## Ziel der Aufgabe
Ziehen Sie aus den unten stehenden Daten jede Zeile heraus, die das Wort „distant“ enthält. Groß- und Kleinschreibung sind dabei zu beachten.

##### Ausgangsdaten #####

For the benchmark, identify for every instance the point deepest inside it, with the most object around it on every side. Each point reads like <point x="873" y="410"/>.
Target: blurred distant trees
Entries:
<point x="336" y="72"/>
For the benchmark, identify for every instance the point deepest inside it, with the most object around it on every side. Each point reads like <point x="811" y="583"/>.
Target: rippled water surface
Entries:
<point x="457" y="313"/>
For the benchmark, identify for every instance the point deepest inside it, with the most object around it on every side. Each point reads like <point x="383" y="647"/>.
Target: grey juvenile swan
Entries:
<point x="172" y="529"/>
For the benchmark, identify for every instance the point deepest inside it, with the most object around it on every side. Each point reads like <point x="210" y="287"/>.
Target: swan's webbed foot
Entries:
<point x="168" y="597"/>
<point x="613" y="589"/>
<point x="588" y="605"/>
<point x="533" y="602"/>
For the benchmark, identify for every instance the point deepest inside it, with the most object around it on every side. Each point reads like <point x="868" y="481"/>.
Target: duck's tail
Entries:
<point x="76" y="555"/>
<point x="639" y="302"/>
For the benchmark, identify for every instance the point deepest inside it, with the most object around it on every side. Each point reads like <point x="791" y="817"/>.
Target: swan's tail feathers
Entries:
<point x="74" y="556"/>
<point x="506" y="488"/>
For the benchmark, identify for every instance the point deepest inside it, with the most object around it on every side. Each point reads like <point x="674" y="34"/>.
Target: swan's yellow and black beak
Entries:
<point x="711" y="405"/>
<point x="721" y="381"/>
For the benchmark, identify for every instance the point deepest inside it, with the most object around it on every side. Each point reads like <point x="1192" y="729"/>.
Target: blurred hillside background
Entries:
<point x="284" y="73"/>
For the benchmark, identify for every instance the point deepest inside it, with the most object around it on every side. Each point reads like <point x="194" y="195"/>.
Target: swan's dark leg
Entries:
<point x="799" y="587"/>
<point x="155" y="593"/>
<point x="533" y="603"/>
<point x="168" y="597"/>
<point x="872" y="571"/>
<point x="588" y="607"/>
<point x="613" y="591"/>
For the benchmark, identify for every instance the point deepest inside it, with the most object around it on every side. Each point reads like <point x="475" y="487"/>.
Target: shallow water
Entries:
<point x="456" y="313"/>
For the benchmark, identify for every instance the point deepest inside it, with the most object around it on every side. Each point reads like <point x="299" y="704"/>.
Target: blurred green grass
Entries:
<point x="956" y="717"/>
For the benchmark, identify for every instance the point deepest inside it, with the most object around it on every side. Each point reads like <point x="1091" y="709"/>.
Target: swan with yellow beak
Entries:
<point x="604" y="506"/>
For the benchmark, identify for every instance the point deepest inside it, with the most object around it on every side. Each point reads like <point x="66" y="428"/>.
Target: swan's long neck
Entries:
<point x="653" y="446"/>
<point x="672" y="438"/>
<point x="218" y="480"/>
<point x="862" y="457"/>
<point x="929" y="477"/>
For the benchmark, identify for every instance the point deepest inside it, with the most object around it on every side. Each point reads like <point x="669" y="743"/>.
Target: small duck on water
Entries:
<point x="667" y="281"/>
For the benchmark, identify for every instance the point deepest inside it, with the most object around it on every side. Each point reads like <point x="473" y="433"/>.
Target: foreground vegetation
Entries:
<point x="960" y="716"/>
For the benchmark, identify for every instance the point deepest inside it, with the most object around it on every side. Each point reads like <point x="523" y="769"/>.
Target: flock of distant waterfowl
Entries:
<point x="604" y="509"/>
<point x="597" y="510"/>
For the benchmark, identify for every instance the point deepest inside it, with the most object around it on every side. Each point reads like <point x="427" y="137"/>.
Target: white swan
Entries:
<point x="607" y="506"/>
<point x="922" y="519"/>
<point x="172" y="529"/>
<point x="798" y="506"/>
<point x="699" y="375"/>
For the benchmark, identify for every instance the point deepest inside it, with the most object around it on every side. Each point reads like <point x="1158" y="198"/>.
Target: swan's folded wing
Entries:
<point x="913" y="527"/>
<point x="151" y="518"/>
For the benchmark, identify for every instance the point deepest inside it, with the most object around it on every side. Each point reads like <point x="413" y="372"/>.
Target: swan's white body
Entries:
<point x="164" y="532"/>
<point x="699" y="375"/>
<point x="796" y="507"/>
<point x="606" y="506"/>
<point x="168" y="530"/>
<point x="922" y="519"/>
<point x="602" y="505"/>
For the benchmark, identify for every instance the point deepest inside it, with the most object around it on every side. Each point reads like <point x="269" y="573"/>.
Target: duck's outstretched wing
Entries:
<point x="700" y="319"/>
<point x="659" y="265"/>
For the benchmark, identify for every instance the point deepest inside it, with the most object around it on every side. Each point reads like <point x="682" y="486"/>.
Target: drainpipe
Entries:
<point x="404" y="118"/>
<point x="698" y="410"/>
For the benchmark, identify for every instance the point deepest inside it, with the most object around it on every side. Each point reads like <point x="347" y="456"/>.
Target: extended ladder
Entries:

#####

## Lösung der Aufgabe
Target: blurred distant trees
Target: flock of distant waterfowl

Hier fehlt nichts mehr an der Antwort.